__YOUR OBJECTIVE__: Leave out the pictures and repeat the rest of the material exactly.
++++ DATA ENTRIES ++++
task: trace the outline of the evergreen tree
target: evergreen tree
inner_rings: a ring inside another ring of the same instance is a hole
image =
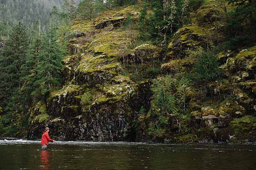
[[[76,17],[76,8],[74,0],[62,0],[63,4],[61,6],[63,12],[60,13],[66,23],[70,23]]]
[[[20,120],[25,117],[21,116],[26,111],[24,97],[20,91],[22,84],[21,68],[26,61],[29,45],[27,29],[20,22],[12,28],[0,56],[0,106],[5,113],[3,132],[10,135],[22,129]],[[19,117],[22,118],[18,119]]]
[[[35,84],[38,84],[39,87],[33,91],[33,94],[40,92],[44,95],[60,84],[61,61],[64,51],[57,41],[57,29],[56,19],[52,18],[43,39],[42,48],[38,55],[38,64],[35,68],[37,72]]]
[[[25,96],[25,103],[28,106],[33,104],[31,93],[38,86],[35,83],[37,74],[35,69],[38,65],[38,55],[42,48],[42,33],[40,22],[37,21],[35,29],[32,31],[31,45],[30,53],[26,63],[22,66],[22,76],[21,79],[24,82],[21,92]],[[34,100],[36,98],[34,96]],[[34,101],[35,102],[35,101]]]
[[[82,20],[92,20],[105,10],[103,0],[83,0],[78,7],[79,17]]]
[[[20,68],[26,61],[29,45],[27,29],[20,22],[12,28],[0,56],[0,105],[4,107],[13,90],[22,85]]]

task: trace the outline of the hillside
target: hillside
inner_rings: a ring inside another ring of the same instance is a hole
[[[99,15],[81,5],[70,27],[39,34],[22,65],[12,56],[26,52],[4,47],[0,133],[38,139],[48,126],[59,140],[256,142],[256,2],[140,2]]]
[[[212,28],[220,27],[216,38],[223,38],[223,11],[209,4],[196,12],[164,55],[136,44],[138,31],[122,26],[128,17],[138,21],[134,7],[74,25],[65,84],[32,109],[28,137],[39,138],[46,124],[61,140],[255,142],[256,47],[201,55],[217,43]],[[204,72],[204,62],[217,67],[209,68],[214,75]]]

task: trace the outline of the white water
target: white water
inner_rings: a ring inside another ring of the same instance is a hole
[[[39,144],[41,143],[41,140],[29,140],[26,139],[17,139],[12,138],[0,139],[0,145],[12,145],[12,144]],[[156,144],[150,144],[144,143],[134,143],[127,142],[117,141],[56,141],[50,143],[51,144],[55,145],[111,145],[111,146],[125,146],[125,145],[154,145]]]

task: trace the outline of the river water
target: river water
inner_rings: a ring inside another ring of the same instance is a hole
[[[0,170],[256,169],[256,145],[0,139]]]

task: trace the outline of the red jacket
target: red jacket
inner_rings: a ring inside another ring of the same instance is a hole
[[[53,142],[53,140],[50,139],[48,133],[47,132],[44,131],[44,132],[43,135],[42,135],[41,145],[46,145],[48,146],[49,142]]]

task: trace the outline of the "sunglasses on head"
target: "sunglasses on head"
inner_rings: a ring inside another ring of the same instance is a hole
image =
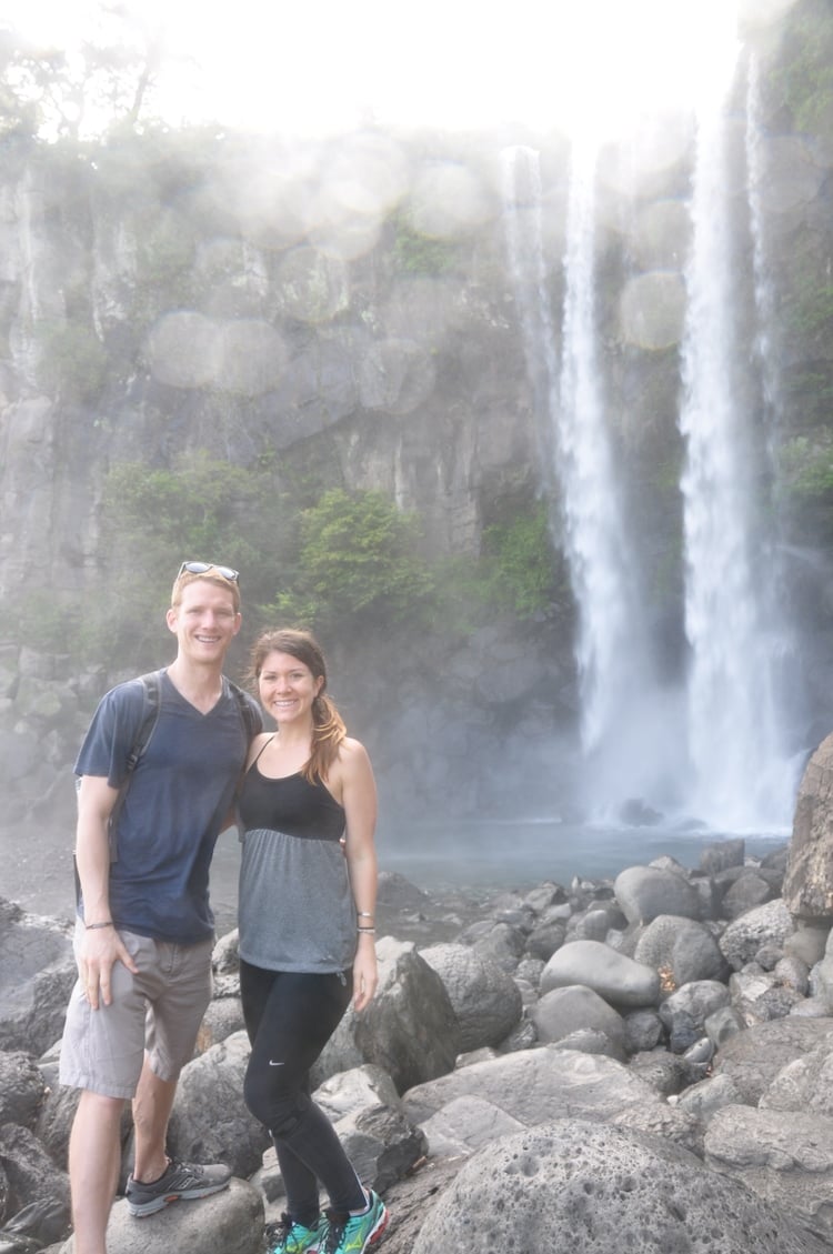
[[[216,571],[217,574],[222,576],[223,579],[228,579],[230,583],[240,582],[240,573],[237,571],[232,571],[230,566],[217,566],[216,562],[183,562],[179,567],[179,574],[206,574],[208,571]],[[177,579],[179,574],[177,574]]]

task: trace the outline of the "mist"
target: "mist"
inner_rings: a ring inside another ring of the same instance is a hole
[[[10,895],[63,892],[83,730],[167,660],[187,557],[242,572],[235,677],[261,627],[315,627],[391,867],[531,882],[788,835],[833,720],[833,29],[809,0],[660,9],[616,69],[561,28],[556,85],[522,14],[503,48],[449,15],[477,74],[443,51],[415,84],[380,11],[361,100],[358,31],[334,63],[285,39],[279,90],[247,30],[237,114],[176,23],[109,30],[109,76],[68,56],[49,98],[45,36],[9,28]]]

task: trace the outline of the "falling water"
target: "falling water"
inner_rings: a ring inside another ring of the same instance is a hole
[[[557,354],[542,231],[541,176],[531,149],[504,154],[509,263],[537,408],[543,415],[544,482],[560,503],[553,529],[576,598],[581,745],[595,816],[651,798],[667,777],[661,702],[620,475],[611,444],[595,298],[596,149],[573,150]],[[523,204],[523,214],[518,212]]]
[[[509,271],[521,319],[527,375],[532,385],[539,463],[544,487],[553,487],[552,409],[558,379],[558,352],[547,290],[541,157],[518,145],[502,153],[503,204]]]
[[[690,801],[700,818],[744,829],[789,821],[794,777],[774,688],[780,636],[769,628],[761,592],[769,567],[758,523],[760,439],[740,365],[748,346],[739,330],[728,139],[723,102],[710,100],[699,114],[691,204],[681,489]]]

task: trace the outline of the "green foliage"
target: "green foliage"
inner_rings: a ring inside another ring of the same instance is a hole
[[[547,505],[487,527],[483,532],[483,581],[487,598],[521,619],[533,618],[558,598],[558,559]]]
[[[453,243],[422,234],[401,212],[394,217],[394,232],[393,255],[400,271],[433,276],[452,270],[457,256]]]
[[[173,469],[112,468],[103,493],[103,537],[112,553],[112,597],[100,607],[110,651],[152,657],[171,586],[187,559],[241,572],[245,607],[273,593],[287,529],[268,468],[245,469],[196,454]],[[158,612],[151,613],[156,606]]]
[[[94,400],[107,377],[107,350],[92,327],[82,322],[49,322],[38,332],[38,384],[61,400]]]
[[[833,540],[833,443],[800,435],[780,453],[780,494],[813,543]]]
[[[795,130],[829,133],[833,123],[833,11],[829,4],[797,5],[788,19],[775,87]]]
[[[296,626],[370,630],[419,617],[433,592],[419,540],[416,518],[384,493],[331,489],[301,512],[290,587],[261,614]]]

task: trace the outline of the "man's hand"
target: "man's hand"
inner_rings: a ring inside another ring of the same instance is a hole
++++
__RIGHT ANSWER__:
task: trace the outline of the evergreen tree
target: evergreen tree
inner_rings: a ring inside another ring of the same instance is a hole
image =
[[[76,17],[76,8],[74,0],[62,0],[63,4],[61,6],[63,12],[60,13],[66,23],[70,23]]]
[[[20,120],[25,117],[21,116],[26,111],[24,97],[20,91],[22,84],[21,68],[26,61],[29,45],[27,29],[20,22],[12,28],[0,56],[0,106],[5,113],[3,132],[10,135],[22,129]],[[19,117],[22,118],[18,119]]]
[[[35,84],[38,84],[39,87],[33,91],[33,94],[40,92],[44,95],[60,84],[61,61],[64,51],[57,41],[57,29],[56,19],[52,18],[43,39],[42,48],[38,55],[38,64],[35,68],[37,72]]]
[[[25,96],[25,103],[28,106],[33,104],[31,93],[38,86],[35,83],[37,74],[35,69],[38,65],[38,55],[42,48],[42,33],[40,22],[37,21],[35,29],[32,31],[31,45],[30,53],[26,63],[22,66],[22,76],[21,79],[24,82],[21,92]],[[34,100],[36,98],[34,96]],[[34,101],[35,102],[35,101]]]
[[[82,20],[92,20],[105,10],[103,0],[83,0],[78,7],[79,17]]]
[[[20,68],[26,61],[29,45],[27,29],[20,22],[12,28],[0,56],[0,105],[4,107],[13,90],[22,85]]]

task: trace the outline of the hillside
target: hillside
inner_rings: a ring inside another ring of the same instance is a hole
[[[99,15],[81,5],[70,27],[39,34],[22,65],[12,56],[26,52],[4,47],[0,133],[38,139],[48,126],[59,140],[256,142],[256,2],[140,2]]]
[[[212,28],[220,27],[216,38],[223,38],[223,11],[209,4],[196,12],[164,55],[136,44],[138,31],[122,26],[128,17],[138,21],[134,7],[74,25],[65,84],[32,109],[28,137],[39,138],[46,124],[61,140],[255,142],[256,47],[201,55],[217,43]],[[204,72],[204,62],[217,67],[209,68],[214,75]]]

task: trace the outline of the white water
target: white water
inner_rings: a ring inside another ring of the same instance is a hole
[[[39,144],[41,143],[41,140],[29,140],[26,139],[17,139],[12,138],[0,139],[0,145],[12,145],[12,144]],[[156,144],[150,144],[144,143],[134,143],[127,142],[117,141],[56,141],[50,143],[51,144],[55,145],[111,145],[111,146],[125,146],[125,145],[154,145]]]

task: trace the outline of the river water
target: river water
inner_rings: a ring inside another ring of the same instance is a hole
[[[0,170],[256,169],[256,145],[0,139]]]

task: trace the outline of the red jacket
target: red jacket
inner_rings: a ring inside another ring of the same instance is a hole
[[[53,142],[53,140],[50,139],[48,133],[47,132],[44,131],[44,132],[43,135],[42,135],[41,145],[46,145],[48,146],[49,142]]]

task: trace the outline of the "sunglasses on head"
target: "sunglasses on head"
inner_rings: a ring inside another ring of the same instance is a hole
image =
[[[216,571],[217,574],[222,576],[223,579],[228,579],[230,583],[240,582],[240,573],[237,571],[232,571],[230,566],[217,566],[216,562],[183,562],[179,567],[179,574],[206,574],[208,571]],[[177,579],[179,574],[177,574]]]

task: trace the outline of the "mist"
target: "mist"
inner_rings: a ring inside another ring of the same instance is a hole
[[[10,895],[63,892],[83,730],[167,660],[187,557],[242,572],[235,677],[261,627],[315,627],[391,867],[531,882],[788,835],[833,720],[833,29],[809,0],[660,9],[616,69],[561,28],[556,85],[522,14],[503,48],[449,15],[477,74],[443,51],[415,84],[380,11],[361,100],[358,31],[334,63],[285,39],[279,90],[247,30],[237,114],[176,23],[109,30],[109,76],[68,56],[49,98],[45,36],[9,28]]]

task: trace the outline of the "falling water"
target: "falling water"
inner_rings: a ring inside another ring of the same instance is a hole
[[[557,354],[542,231],[541,176],[531,149],[504,154],[509,263],[537,408],[543,415],[544,482],[560,503],[553,529],[576,598],[581,745],[595,816],[651,798],[667,777],[661,702],[620,475],[611,444],[595,298],[596,149],[573,150]],[[523,204],[523,214],[518,212]]]
[[[509,271],[521,319],[527,375],[532,385],[539,463],[544,487],[553,487],[552,409],[558,379],[558,352],[547,290],[541,157],[518,145],[502,153],[503,204]]]
[[[690,801],[700,818],[744,829],[789,821],[794,777],[774,688],[780,636],[769,628],[761,592],[769,567],[758,523],[760,439],[740,365],[748,346],[739,330],[728,139],[723,102],[710,100],[699,114],[691,204],[681,489]]]

task: trace the outline of the "green foliage"
target: "green foliage"
inner_rings: a ring inside another ring of the same instance is a hole
[[[547,505],[487,527],[483,532],[483,581],[487,598],[521,619],[533,618],[558,598],[558,559]]]
[[[453,243],[422,234],[401,212],[394,217],[394,232],[393,255],[400,271],[433,276],[452,270],[457,256]]]
[[[173,469],[112,468],[103,493],[103,537],[112,553],[112,597],[100,607],[110,651],[152,657],[171,586],[187,559],[241,572],[245,607],[273,593],[287,529],[268,468],[245,469],[196,454]],[[158,612],[151,613],[156,606]]]
[[[94,400],[107,377],[107,350],[92,327],[82,322],[49,322],[38,332],[38,384],[61,400]]]
[[[833,540],[833,443],[800,435],[780,453],[780,494],[813,543]]]
[[[795,130],[829,133],[833,123],[833,11],[829,4],[797,5],[788,19],[775,87]]]
[[[296,626],[370,630],[419,617],[433,592],[419,540],[416,518],[384,493],[331,489],[301,512],[290,587],[261,614]]]

task: trace the outline of the "man's hand"
target: "man's hand"
inner_rings: a ring inside another ring of the same instance is a hole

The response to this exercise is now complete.